▶ _RAW DATA_
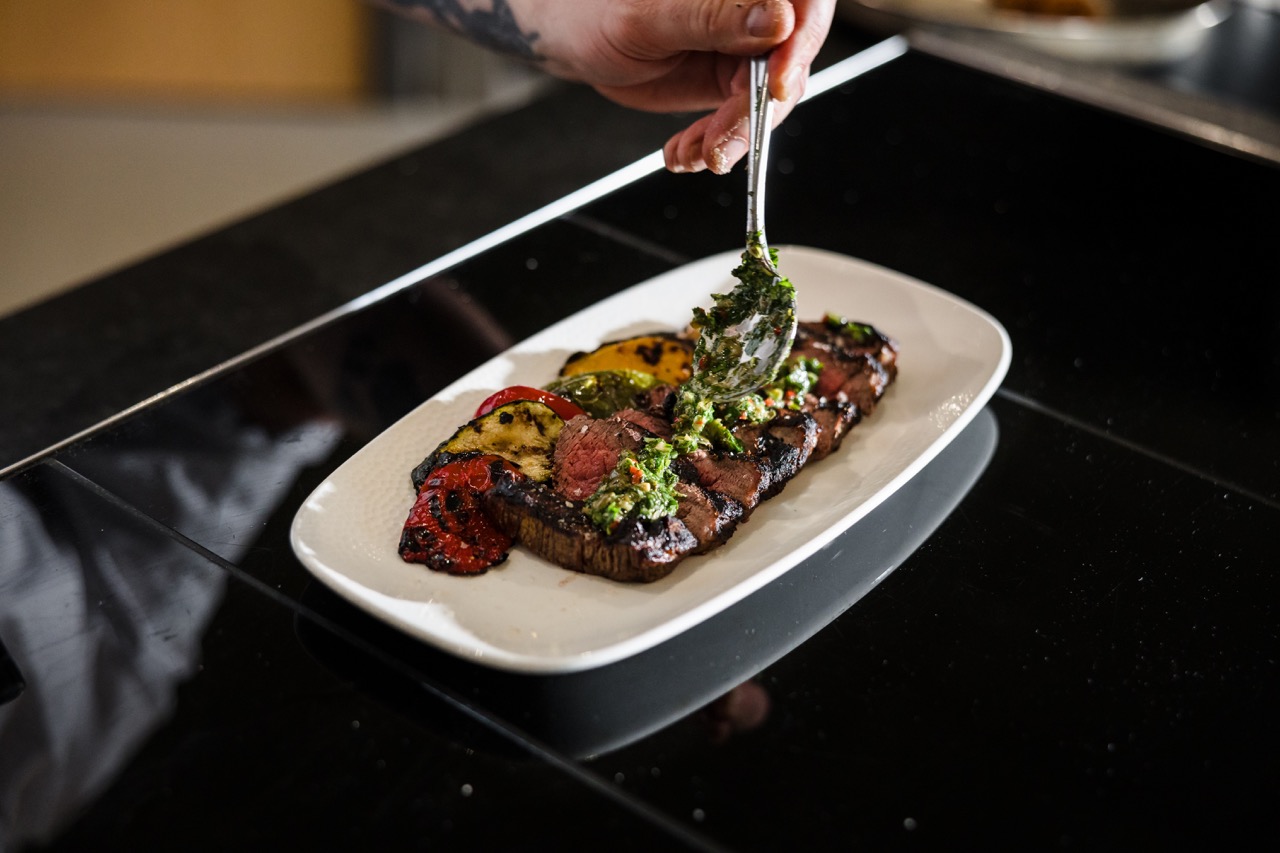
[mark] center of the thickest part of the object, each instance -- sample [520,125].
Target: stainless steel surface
[1223,90]
[758,158]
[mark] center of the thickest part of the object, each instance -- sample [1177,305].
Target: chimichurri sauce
[643,483]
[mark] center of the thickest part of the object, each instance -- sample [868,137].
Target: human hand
[682,55]
[658,55]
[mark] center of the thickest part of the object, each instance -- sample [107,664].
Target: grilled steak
[856,372]
[709,516]
[588,450]
[717,491]
[542,520]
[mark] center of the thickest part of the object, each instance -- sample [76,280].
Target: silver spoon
[746,337]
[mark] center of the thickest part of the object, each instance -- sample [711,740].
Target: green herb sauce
[643,484]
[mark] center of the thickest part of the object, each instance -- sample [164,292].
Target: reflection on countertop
[708,669]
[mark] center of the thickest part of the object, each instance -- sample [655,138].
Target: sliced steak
[782,445]
[588,450]
[648,422]
[556,529]
[659,401]
[740,478]
[835,419]
[711,516]
[854,370]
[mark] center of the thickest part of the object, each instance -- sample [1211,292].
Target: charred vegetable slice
[566,409]
[666,356]
[603,392]
[521,432]
[447,529]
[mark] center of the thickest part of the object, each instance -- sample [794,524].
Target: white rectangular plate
[530,616]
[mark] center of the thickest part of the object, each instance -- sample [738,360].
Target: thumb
[739,27]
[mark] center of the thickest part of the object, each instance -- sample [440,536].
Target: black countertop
[1073,647]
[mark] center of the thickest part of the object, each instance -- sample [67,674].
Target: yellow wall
[259,50]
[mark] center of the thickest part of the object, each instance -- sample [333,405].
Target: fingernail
[727,153]
[762,21]
[790,83]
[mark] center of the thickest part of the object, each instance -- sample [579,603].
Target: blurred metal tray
[1116,31]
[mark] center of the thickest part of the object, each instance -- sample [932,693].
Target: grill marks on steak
[540,519]
[851,372]
[717,491]
[588,450]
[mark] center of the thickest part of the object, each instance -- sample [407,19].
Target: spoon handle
[760,124]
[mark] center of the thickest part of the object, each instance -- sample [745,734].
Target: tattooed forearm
[494,28]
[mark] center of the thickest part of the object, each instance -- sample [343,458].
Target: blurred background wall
[127,126]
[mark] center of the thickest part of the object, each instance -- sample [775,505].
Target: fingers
[653,30]
[789,65]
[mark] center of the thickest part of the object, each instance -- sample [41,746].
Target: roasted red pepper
[447,529]
[566,409]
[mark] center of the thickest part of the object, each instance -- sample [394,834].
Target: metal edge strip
[823,81]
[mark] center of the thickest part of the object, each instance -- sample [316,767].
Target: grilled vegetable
[447,529]
[521,432]
[563,407]
[603,392]
[666,356]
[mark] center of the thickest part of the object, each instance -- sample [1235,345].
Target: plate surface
[530,616]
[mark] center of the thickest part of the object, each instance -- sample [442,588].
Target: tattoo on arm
[496,28]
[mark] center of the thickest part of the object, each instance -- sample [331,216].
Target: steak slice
[709,516]
[588,450]
[782,445]
[853,370]
[835,419]
[647,422]
[540,519]
[740,478]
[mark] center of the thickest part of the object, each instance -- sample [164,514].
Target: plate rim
[524,662]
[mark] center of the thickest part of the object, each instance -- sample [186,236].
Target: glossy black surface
[1139,296]
[169,703]
[1072,643]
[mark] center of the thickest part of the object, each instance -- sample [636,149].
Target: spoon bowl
[746,336]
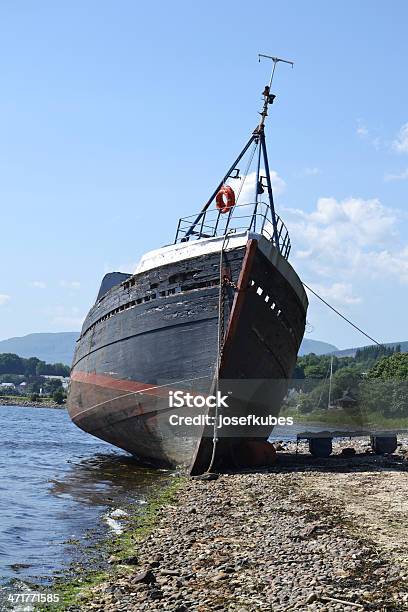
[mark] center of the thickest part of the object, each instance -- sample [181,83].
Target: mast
[330,381]
[257,137]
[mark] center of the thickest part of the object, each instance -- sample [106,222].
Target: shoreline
[26,403]
[308,534]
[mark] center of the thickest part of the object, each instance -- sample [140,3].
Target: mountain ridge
[58,347]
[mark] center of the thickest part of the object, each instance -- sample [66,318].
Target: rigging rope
[342,316]
[220,342]
[251,157]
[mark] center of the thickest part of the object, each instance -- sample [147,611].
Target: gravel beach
[310,534]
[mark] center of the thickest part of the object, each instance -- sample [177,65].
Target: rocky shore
[307,535]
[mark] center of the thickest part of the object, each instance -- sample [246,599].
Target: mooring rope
[220,340]
[342,316]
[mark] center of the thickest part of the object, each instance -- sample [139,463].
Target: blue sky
[116,118]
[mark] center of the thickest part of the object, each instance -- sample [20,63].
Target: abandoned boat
[219,312]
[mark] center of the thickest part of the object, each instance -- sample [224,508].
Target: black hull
[158,331]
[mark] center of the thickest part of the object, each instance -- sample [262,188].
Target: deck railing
[244,217]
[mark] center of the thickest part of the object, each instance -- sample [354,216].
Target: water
[56,484]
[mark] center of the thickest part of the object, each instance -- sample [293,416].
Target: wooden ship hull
[221,311]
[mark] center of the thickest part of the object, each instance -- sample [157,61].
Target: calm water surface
[57,483]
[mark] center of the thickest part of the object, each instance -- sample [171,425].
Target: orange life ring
[225,205]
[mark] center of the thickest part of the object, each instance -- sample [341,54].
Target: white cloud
[38,284]
[310,171]
[4,298]
[362,131]
[70,284]
[247,186]
[340,293]
[402,176]
[400,144]
[349,240]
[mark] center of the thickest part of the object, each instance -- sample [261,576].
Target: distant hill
[59,347]
[316,346]
[352,351]
[51,348]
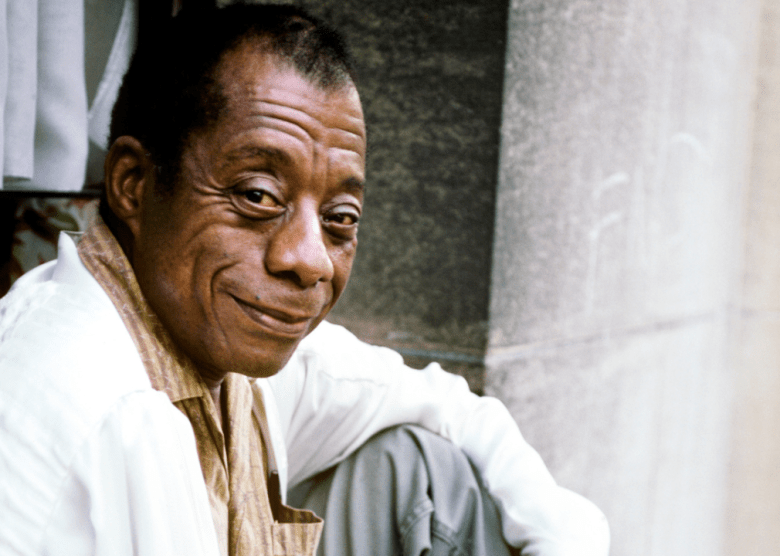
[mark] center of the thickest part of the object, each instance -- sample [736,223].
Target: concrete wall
[625,141]
[753,518]
[607,265]
[431,77]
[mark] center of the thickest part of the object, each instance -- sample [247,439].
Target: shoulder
[336,350]
[66,362]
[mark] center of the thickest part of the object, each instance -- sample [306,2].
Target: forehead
[263,92]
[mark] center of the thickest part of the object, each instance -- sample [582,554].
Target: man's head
[251,243]
[170,89]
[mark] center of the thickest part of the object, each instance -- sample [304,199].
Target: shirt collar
[169,369]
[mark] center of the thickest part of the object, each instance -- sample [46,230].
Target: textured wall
[754,506]
[618,237]
[431,80]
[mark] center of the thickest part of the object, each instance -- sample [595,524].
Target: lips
[283,323]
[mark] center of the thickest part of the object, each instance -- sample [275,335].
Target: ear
[129,172]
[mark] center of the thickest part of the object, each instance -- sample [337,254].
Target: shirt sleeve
[135,488]
[339,392]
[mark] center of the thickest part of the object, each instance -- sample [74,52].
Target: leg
[405,492]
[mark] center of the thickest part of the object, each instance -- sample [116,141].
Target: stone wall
[607,264]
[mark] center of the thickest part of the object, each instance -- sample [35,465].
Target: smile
[276,322]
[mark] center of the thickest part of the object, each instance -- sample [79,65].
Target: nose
[297,250]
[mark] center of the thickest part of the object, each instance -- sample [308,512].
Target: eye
[253,199]
[342,221]
[343,218]
[260,197]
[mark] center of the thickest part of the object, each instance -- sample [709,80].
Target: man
[167,378]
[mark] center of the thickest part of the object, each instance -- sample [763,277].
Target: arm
[338,392]
[134,487]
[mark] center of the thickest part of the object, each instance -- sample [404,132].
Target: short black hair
[171,88]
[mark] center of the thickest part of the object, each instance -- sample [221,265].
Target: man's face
[256,243]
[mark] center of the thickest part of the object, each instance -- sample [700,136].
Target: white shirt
[94,461]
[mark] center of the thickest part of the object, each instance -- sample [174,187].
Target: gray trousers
[405,492]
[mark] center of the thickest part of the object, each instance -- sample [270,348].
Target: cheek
[342,265]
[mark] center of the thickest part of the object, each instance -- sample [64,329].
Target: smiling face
[255,244]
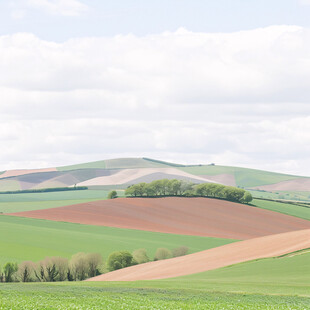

▶ _TASK TO CARRY OUT_
Please pull out each line of the records above that contains the string "white". Case counts.

▶ _RESULT OF THE TASK_
Target: white rectangular plate
Target: white cloud
Target: white shirt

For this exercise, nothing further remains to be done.